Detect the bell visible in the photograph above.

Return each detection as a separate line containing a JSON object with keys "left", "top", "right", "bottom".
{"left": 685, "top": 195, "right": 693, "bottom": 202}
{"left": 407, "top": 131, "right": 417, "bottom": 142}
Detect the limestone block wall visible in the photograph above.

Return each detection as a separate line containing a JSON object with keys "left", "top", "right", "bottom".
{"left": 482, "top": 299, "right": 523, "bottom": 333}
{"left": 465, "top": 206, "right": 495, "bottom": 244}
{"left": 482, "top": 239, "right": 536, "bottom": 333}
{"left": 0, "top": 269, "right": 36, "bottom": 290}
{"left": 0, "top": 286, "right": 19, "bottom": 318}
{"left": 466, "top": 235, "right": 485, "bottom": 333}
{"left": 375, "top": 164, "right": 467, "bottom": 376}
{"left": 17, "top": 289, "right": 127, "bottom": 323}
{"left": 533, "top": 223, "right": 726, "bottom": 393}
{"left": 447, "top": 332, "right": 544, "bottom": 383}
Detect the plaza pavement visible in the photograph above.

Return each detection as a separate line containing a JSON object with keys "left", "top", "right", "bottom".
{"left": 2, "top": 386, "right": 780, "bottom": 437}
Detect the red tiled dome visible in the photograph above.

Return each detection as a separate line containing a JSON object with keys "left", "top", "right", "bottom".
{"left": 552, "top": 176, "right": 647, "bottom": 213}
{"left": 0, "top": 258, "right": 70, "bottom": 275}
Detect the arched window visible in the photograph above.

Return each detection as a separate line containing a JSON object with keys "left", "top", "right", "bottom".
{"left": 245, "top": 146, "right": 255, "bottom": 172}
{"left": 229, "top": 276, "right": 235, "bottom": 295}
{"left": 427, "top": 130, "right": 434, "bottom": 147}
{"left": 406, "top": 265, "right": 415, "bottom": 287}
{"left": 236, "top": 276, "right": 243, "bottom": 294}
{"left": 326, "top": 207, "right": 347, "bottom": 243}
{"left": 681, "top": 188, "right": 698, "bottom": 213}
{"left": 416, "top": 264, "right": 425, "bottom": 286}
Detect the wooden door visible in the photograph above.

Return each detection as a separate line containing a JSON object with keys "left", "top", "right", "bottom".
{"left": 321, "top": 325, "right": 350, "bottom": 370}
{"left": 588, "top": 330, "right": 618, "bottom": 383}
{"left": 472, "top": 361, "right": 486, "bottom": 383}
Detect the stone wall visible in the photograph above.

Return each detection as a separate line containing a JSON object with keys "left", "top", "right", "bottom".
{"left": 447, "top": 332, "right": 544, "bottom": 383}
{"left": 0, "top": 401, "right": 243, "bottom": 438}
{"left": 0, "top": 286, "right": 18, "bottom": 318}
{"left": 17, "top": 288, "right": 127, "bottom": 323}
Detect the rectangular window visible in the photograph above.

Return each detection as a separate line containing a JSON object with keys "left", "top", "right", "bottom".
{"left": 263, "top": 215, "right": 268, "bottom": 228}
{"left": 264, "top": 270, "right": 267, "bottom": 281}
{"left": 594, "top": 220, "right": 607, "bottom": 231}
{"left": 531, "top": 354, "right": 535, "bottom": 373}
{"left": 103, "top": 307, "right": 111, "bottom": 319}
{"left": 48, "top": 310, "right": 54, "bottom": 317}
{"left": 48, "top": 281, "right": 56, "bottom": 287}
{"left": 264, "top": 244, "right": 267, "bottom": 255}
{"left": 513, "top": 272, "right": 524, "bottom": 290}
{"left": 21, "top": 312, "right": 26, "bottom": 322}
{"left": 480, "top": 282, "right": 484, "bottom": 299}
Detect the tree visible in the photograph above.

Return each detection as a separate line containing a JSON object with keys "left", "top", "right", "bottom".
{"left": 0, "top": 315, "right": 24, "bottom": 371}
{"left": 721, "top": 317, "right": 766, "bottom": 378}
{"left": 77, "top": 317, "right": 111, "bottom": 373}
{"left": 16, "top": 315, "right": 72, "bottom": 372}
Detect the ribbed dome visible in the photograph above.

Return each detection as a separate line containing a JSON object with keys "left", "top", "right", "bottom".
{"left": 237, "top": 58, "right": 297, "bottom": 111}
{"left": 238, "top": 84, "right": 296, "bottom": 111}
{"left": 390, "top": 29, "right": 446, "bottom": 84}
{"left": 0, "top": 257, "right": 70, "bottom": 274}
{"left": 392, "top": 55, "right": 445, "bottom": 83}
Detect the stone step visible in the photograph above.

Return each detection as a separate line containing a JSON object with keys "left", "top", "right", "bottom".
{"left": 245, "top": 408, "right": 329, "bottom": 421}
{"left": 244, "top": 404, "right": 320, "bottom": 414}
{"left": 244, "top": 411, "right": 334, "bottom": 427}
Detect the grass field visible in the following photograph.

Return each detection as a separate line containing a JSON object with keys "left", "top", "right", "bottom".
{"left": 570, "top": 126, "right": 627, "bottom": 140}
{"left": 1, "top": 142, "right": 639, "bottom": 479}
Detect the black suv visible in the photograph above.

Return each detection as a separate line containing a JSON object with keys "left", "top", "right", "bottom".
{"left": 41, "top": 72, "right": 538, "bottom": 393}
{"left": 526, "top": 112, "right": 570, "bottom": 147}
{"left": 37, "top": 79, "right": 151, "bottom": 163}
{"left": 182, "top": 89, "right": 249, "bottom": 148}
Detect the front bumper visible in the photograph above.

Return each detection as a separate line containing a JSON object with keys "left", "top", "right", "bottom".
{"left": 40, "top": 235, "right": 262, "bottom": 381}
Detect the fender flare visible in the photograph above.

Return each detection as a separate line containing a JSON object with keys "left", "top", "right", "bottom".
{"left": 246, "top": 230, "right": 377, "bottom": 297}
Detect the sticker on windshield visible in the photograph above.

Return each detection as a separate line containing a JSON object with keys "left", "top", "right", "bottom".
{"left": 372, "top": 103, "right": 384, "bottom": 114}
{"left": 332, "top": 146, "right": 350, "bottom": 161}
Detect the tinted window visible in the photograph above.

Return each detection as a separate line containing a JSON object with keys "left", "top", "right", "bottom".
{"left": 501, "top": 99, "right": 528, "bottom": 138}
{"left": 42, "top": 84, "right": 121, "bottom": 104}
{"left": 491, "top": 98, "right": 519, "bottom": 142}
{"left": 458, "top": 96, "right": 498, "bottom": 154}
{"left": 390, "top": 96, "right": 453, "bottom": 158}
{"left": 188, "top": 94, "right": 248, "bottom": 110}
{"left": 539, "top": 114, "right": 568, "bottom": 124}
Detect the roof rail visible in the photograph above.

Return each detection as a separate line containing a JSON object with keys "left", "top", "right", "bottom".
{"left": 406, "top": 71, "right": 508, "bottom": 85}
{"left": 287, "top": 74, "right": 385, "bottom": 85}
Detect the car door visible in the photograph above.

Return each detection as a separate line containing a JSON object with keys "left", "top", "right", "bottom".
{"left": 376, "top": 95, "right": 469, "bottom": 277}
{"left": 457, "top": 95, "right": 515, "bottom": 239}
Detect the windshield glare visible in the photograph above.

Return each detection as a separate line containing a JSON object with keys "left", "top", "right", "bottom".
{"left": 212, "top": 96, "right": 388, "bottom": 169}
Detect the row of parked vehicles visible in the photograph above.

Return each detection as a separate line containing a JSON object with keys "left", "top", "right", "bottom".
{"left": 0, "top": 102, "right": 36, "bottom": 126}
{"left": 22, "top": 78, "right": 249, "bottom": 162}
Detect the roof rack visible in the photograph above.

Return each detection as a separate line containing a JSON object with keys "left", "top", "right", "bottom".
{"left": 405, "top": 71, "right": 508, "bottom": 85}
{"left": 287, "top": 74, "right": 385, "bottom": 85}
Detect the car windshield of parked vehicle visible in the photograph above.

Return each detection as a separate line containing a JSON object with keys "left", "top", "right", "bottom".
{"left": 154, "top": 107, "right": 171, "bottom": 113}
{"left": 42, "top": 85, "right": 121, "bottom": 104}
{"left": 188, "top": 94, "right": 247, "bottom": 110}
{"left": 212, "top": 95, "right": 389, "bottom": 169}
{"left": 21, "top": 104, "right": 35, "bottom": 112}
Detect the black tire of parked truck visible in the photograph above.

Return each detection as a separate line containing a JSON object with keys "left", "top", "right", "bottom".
◆ ◆ ◆ ◆ ◆ ◆ ◆
__DESCRIPTION OF THE TASK__
Using the records given above, list every line that includes the word "black".

__EXERCISE RESULT__
Detect the black suv visible in the photograph above.
Detect the black tire of parked truck visible in the photograph above.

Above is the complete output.